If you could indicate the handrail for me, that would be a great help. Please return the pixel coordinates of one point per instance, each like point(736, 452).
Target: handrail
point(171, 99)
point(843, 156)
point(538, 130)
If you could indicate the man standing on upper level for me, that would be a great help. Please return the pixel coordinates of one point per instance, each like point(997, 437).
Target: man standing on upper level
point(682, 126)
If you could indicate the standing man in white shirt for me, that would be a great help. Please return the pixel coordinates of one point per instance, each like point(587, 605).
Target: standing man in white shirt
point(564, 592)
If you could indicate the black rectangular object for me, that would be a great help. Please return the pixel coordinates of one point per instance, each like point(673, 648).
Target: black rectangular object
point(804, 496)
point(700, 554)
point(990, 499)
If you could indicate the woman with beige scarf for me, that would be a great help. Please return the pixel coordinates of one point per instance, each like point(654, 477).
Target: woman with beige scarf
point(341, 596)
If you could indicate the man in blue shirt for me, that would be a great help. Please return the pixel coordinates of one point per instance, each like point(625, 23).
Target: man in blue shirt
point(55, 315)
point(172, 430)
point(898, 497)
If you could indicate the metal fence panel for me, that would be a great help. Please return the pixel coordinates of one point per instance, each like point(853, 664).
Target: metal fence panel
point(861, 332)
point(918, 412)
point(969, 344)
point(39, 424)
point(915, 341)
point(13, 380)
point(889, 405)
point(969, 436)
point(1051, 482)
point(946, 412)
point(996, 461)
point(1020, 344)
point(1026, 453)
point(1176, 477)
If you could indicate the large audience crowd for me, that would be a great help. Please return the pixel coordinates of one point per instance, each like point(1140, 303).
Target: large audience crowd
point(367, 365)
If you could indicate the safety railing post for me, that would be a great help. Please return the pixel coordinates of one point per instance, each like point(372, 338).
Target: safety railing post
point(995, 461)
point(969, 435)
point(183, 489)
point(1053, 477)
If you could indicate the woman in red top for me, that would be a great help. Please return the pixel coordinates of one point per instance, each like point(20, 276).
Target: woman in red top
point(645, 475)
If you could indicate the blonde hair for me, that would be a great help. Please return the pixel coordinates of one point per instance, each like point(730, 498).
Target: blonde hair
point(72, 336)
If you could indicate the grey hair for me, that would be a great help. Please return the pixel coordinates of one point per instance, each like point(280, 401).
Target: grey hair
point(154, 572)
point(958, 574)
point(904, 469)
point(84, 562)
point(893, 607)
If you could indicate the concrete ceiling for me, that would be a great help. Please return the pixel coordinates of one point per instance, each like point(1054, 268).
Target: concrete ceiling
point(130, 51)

┄┄┄┄┄┄

**Task prompt**
The material above should be returned exactly, in full.

**Problem solution**
If you could indicate the handrail for me, that would be a great help. Please return the pixel coordinates of one point per instance, each like point(736, 452).
Target: handrail
point(171, 99)
point(843, 156)
point(538, 130)
If you could indicate the man standing on upper level for me, that would be a great help. Please return the pixel coordinates of one point per instance, each like point(997, 437).
Target: man standing on upper level
point(682, 126)
If you could indicate the standing man in white shirt for me, that would be a great help. Please return the pixel coordinates of one point per instance, each like point(587, 605).
Target: standing man in white shirt
point(564, 592)
If you could indicate the black rectangular object for me, that would be a great help. Please return the pixel coordinates of one point per instance, each like point(673, 648).
Target: black rectangular object
point(804, 496)
point(700, 554)
point(990, 499)
If you could indicate the woman with beige scarf for me, that would be a great help. Please return the pixel coordinates of one point per instance, each like point(654, 477).
Target: woman with beige scarf
point(341, 596)
If you could indicate the man in blue shirt for me, that would be a great help. Please return the pixel coordinates of one point per instance, each like point(625, 23).
Target: man in blue shirt
point(55, 315)
point(172, 430)
point(898, 497)
If you could indicate the metal fence panel for me, that would be a great help. Please return the pixel coordinates of one point per instance, each like point(853, 664).
Target: metal fence panel
point(861, 332)
point(918, 412)
point(969, 344)
point(39, 424)
point(915, 341)
point(13, 380)
point(889, 405)
point(969, 436)
point(1051, 482)
point(946, 412)
point(996, 461)
point(1020, 344)
point(1026, 453)
point(1176, 477)
If you could indicate the large audience crowd for me, that would be a great help. Please return the pixel coordinates of one point per instance, each like point(1140, 303).
Target: large audience crowd
point(367, 365)
If you could indicate the safety railing post for me, that would be a great help. Please return the pixel coordinates of one point per instance, each like point(372, 338).
Target: safety railing post
point(995, 461)
point(969, 435)
point(183, 489)
point(1053, 477)
If you could indicate the woman in red top for me, that would be a great help. Please return the pixel coordinates of one point per instance, each like point(20, 276).
Target: woman in red top
point(645, 475)
If you could indicate the blonde hair for me, that would be a great help. Please return the pixel coordinates of one point per instance, each like point(730, 498).
Target: blonde hair
point(72, 336)
If you could indicate the grey hair for me, that would be a great help. Please return the pixel coordinates of one point per instance, each like point(280, 401).
Target: grey hair
point(154, 572)
point(958, 574)
point(904, 469)
point(84, 562)
point(893, 607)
If you could indicate the concrete ceiling for me, that would be a great help. Please return the pixel coordinates of one point per instance, each like point(1054, 268).
Target: concrete ceiling
point(130, 51)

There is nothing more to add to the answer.